Studio album by Europe
- Released: 20 October 2017
- Recorded: April–May 2017
- Studios: Abbey Road Studios, London
- Genres: Hard rock, heavy metal
- Length: 40:54
- Labels: Hell & Back JVC (Japan)
- Producer: Dave Cobb

Europe chronology
| War of Kings (2015) | Walk the Earth (2017) | Come This Madness (2026) |

Singles from Walk the Earth
- "Walk the Earth" Released: 1 September 2017;

= Walk the Earth =

Walk the Earth is the eleventh studio album by the Swedish rock band Europe. It was released on 20 October 2017. The album was produced by Dave Cobb and recorded at Abbey Road Studios in London.

==Background==
The album was recorded in Abbey Road Studios in London over a period of two weeks. The band entered the studio with ten songs and produced them with Dave Cobb. The song "GTO" originates from a riff composed by John Norum. The band was looking for an up-tempo song for the album, so Norum presented his idea for the riff. He worked on that riff with Cobb in the studio and later Joey Tempest co-wrote the lyrics with Cobb. Lyrically, it became a song about cars, love of the road and freedom. Musically, it was influenced by Deep Purple, particularly by their 1972 hit "Highway Star". The song "Pictures" originates from an idea that Tempest had in mind for some years. He had half of the verse in his head for a while and, a few weeks before the final rehearsal, while at his parents' house, he wrote the second part of the verse. After that, he presented it to the band and producer and they all loved it because it was different. Lyrically, the song is a sequel to the band's 1986 hit "The Final Countdown". The band co-wrote it with musician Aaron Raitiere, a friend of Cobb's from Nashville; Tempest wrote the lyric about what happened to the people who left the ground in 1986 and headed for Venus. "Wolves" is a political song about a whistleblower who had to move away with his family because he told the truth about something; the lyrics mention metaphorical wolves, which are hounding him in a situation where nobody trusts anybody. The intro to the song was done with an old recording technique on an old tape recorder; Tempest's vocal range and the arrangements are also different from the rest.

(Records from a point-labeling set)
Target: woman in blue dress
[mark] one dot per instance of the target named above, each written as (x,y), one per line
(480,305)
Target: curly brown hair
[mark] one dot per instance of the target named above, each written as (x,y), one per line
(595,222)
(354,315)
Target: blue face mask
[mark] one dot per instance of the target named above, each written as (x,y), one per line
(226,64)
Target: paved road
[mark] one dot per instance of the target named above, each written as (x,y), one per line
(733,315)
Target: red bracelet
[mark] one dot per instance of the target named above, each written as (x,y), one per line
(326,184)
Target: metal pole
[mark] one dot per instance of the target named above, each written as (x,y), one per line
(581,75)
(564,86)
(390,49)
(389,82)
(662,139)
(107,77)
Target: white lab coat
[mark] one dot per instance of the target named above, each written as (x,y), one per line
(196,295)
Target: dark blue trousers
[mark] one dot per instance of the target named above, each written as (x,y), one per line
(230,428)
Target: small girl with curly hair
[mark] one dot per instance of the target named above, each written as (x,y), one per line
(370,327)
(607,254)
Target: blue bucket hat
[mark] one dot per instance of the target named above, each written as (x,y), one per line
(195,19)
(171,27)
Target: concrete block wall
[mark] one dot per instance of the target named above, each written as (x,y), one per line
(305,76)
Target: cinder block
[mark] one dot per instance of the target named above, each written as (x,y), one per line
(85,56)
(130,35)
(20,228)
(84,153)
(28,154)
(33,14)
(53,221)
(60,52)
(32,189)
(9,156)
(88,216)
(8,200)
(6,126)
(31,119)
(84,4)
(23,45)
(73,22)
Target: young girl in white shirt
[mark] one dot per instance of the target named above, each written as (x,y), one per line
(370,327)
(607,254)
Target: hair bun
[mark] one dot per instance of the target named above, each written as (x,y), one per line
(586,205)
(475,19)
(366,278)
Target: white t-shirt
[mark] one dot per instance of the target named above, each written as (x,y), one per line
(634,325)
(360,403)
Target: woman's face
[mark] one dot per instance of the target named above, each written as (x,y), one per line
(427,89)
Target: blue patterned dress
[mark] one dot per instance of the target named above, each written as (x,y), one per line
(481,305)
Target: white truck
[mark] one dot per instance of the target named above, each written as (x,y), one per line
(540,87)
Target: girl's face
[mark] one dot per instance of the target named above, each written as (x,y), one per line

### WHAT YOU HAVE TO DO
From the Walk the Earth article above, set down the passage that begins at "- Producer: Dave" and stops after "Studios in London.", copied word for word.

### RESULT BELOW
- Producer: Dave Cobb

Europe chronology
| War of Kings (2015) | Walk the Earth (2017) | Come This Madness (2026) |

Singles from Walk the Earth
- "Walk the Earth" Released: 1 September 2017;

= Walk the Earth =

Walk the Earth is the eleventh studio album by the Swedish rock band Europe. It was released on 20 October 2017. The album was produced by Dave Cobb and recorded at Abbey Road Studios in London.